Problem to work on = Starting at the line that contains "on the electric" and ending at the end of the material, write out every line in full. Multiply each pixel coordinate in the answers by 0.3 and round to whole numbers with halves going up, leaving every other number unchanged.

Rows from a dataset
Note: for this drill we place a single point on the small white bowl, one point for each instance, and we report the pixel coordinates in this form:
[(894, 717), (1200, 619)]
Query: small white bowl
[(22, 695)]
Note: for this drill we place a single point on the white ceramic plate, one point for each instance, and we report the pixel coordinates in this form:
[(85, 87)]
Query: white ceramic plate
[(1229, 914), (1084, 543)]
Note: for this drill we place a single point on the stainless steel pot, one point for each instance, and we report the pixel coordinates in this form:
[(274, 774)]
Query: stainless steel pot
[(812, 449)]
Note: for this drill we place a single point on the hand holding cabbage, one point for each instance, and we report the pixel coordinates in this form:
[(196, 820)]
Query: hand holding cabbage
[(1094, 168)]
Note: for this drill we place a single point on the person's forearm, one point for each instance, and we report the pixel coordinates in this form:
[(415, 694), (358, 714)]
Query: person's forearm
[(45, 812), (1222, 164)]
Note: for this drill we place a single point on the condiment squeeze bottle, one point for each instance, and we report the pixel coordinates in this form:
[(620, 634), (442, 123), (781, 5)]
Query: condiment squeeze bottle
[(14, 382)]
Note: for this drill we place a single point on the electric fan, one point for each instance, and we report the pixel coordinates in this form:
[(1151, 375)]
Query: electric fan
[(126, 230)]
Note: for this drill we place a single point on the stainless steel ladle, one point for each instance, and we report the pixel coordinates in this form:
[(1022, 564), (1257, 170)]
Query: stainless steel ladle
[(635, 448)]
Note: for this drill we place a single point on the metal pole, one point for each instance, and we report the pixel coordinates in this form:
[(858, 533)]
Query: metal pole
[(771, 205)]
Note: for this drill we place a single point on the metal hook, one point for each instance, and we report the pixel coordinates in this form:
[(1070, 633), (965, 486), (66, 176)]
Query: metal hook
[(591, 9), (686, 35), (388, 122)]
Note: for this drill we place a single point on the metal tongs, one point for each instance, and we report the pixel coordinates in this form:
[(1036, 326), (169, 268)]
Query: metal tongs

Written solution =
Note: for this drill we place a single point on the electric fan, one point for each instance, and we report the pixel coordinates in this form:
[(1151, 375)]
Query: electric fan
[(38, 69)]
Note: for this drill we place a single point on the stainless steel ladle, one point for each instance, and we report the pixel coordinates in this form:
[(1022, 564), (1257, 170)]
Query: stainless steel ladle
[(191, 134)]
Note: for this drill we place a single point on the metal pole, one point for each instance, and we report the pixel coordinates in this form:
[(858, 533)]
Query: metal pole
[(231, 62)]
Note: for this drill we place a single point on the metal hook, one point for each instance, and we report the pixel coordinates in this form:
[(1070, 633), (965, 486), (66, 176)]
Query: metal hook
[(177, 3), (206, 11), (116, 37)]
Note: for this drill we place a single point on the metal tongs, one point for each instance, and we report the pixel coordinates in this form:
[(1036, 326), (169, 268)]
Query: metal tongs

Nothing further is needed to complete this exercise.